__Consegna__:
Riprendi il testo sull'atrofia muscolare spinale nei topi e proseguilo a partire dalla sua ultima frase.

I ricercatori dell’Ottawa Hospital Research Institute hanno dimostrato che nei topi gli schemi di debilitazione muscolare tipici dell’atrofia muscolare spinale (SMA), che si manifestano prima che qualsiasi apparente neurodegenerazione sia in atto, sono diversi a seconda della gravità della malattia.
L’articolo “Differential induction of muscle atrophy pathways in two mouse models of spinal muscolar atrophy” apparso sulla rivista “Jurnal Scientific Report” sottolinea che i trattamenti e le cure intraprese a livello muscolare potrebbero avere bisogno di ulteriori complementi al fine di incrementare i troppo bassi livelli di proteina SMN che rappresentano il fondamento della malattia.
Il fatto che la SMA derivi da mutazioni genetiche del gene SMN che portano alla morte dei motoneuroni, ha portato naturalmente a focalizzarsi sui fattori che veicolano la neurodegenerazione. Fino a poco tempo fa i ricercatori hanno anche creduto che l’indebolimento dei muscoli fosse una diretta conseguenza della morte dei motoneuroni.
Ultimamente, invece, alcuni studi sui topi hanno dimostrato che i muscoli cominciano a indebolirsi molto prima che il danno ai motoneuroni diventi evidente. Inoltre, alcuni esperimenti, che prevedono l’aumento di SMN nel sistema nervoso centrale, dimostrano che i livelli elevati di SMN non invertono completamente il decorso della malattia, suggerendo che la mutazione colpisce alcuni fattori di altri tessuti.

__Contenuto dei dati__:
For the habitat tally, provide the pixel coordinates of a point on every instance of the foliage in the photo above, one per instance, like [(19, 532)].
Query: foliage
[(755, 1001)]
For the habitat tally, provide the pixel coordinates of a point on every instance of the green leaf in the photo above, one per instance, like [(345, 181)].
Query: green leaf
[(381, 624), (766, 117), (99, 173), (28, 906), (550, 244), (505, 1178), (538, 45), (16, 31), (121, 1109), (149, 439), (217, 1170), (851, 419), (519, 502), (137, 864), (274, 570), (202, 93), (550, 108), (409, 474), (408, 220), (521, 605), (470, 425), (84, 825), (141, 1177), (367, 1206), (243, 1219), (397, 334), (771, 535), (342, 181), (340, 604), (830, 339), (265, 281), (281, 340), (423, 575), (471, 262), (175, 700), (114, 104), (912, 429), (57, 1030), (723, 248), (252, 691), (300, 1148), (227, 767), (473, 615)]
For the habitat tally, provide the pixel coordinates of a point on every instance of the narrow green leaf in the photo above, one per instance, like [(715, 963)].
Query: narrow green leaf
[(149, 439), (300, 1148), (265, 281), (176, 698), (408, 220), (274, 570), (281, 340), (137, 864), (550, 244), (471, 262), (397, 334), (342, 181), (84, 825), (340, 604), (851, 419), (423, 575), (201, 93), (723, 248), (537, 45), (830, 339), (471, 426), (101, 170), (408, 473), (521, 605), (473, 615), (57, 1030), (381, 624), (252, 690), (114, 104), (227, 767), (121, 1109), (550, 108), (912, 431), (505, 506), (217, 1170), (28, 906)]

---

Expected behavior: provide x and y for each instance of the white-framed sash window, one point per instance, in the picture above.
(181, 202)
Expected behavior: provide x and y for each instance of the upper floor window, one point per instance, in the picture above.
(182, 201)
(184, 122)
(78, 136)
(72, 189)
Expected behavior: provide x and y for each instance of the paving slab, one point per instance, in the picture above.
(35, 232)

__Soluzione__:
Per capire meglio come le mutazioni del gene SMN influenzino direttamente i muscoli, il dottor Rashmi Kothary e il suo team hanno usato diversi modelli di cavie, prendendo in considerazione i diversi livelli di gravità della SMA e studiando i percorsi molecolari che portano alla debilitazione muscolare.
Essi hanno rapidamente realizzato che in base alla gravità della malattia, venivano attivati tipi diversi di percorsi di degradazione molecolare. Inoltre presto potrebbero anche confermare, in base ai risultati precedenti, che il degrado muscolare inizia prima che i neuroni muoiano.
Il gruppo di ricerca è riuscito a invertire i cambiamenti molecolari legati al deperimento muscolare nei topi, usando un composto chiamato Tricostatina A. Mentre il farmaco non è adatto per trattare gli esseri umani, gli esperimenti dimostrano che i farmaci in via di sviluppo specificatamente mirati alla cura dell’indebolimento muscolare potrebbero rappresentare una valida strategia d’implementazione dei trattamenti atti a prevenire la morte dei motoneuroni.